◆ 課題文 ◆

▽

ドイツで長期間暮らしている日本人の知人は結構な数であり、感覚では日本での知人の数と同じぐらいいるのだが、若くして亡くなる人が日本よりも多いのではないかと思う。
どのような形であれ、生命の危機にさらされると医師の処置を受けるわけであるが、その欧州における処置は日本人と欧州人の間にある物理的な違い、例えば頭の大きさとか体重とか骨格の違いによって、日本人の処置に最適化されていない。投薬にしても、風邪を引いた時に渡される薬は過剰量であることが多く、風邪ならば体力でカバーできるが、生きるか死ぬかギリギリのところではこの微妙な最適化の違いが決定打になるのではなかろうか。心理学的なカウンセリングにしても、日本語を母語としている人間が例えばドイツ語で果たしてその奥深くまでリーチがあるかと言えばおそらく無理、である。
海外に移住して暮らすことのリスクは犯罪等よりもこちらの方が大きいのではないか、としばしば思ったりする。フランスで日本の紹介者として有名な日本出身の方が49で亡くなったという話を見かけた。今どき、早逝である。それで、そんなことを思い出した。
この話で思い出したけれど、キャロライン・クリアド=ペレスという英国のジャーナリストが書いた『存在しない女たち』という本(翻訳は河出書房新社2020)の中に、性差医療に関連する内容があった。この社会が様々なところで男性を基準として作られていることを分析したこの本で、多くの薬が治験に女性の参加がないまま作られてきたとか、ある種のペースメーカーが男性基準で設計されていたため、多くの女性が命を落とした、というような話が書いてあって愕然とした……。

△

◆ 入力データ ◆

▽

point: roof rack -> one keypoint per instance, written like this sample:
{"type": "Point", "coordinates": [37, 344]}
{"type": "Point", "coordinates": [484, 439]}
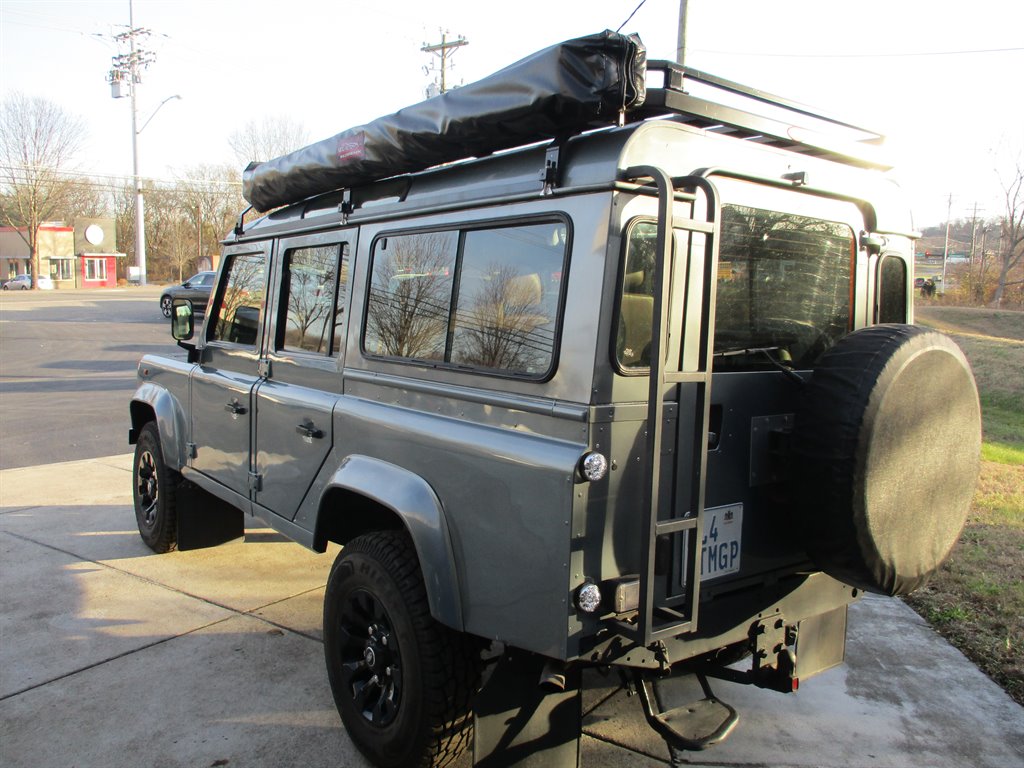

△

◆ 作業内容 ◆
[1] 課題文のうち、「ドイツで長期間暮らしている日」で始まり「言えばおそらく無理、である。」までの部分を、一字も変えずに書き写してください。
[2] 課題文では、キャロライン・クリアド=ペレスはどこの国のジャーナリストとされているか。
リストは課題文とは別の出典から取られている。

◆ 各作業の解答 ◆
[1]
ドイツで長期間暮らしている日本人の知人は結構な数であり、感覚では日本での知人の数と同じぐらいいるのだが、若くして亡くなる人が日本よりも多いのではないかと思う。
どのような形であれ、生命の危機にさらされると医師の処置を受けるわけであるが、その欧州における処置は日本人と欧州人の間にある物理的な違い、例えば頭の大きさとか体重とか骨格の違いによって、日本人の処置に最適化されていない。投薬にしても、風邪を引いた時に渡される薬は過剰量であることが多く、風邪ならば体力でカバーできるが、生きるか死ぬかギリギリのところではこの微妙な最適化の違いが決定打になるのではなかろうか。心理学的なカウンセリングにしても、日本語を母語としている人間が例えばドイツ語で果たしてその奥深くまでリーチがあるかと言えばおそらく無理、である。

[2] 英国のジャーナリストとされている。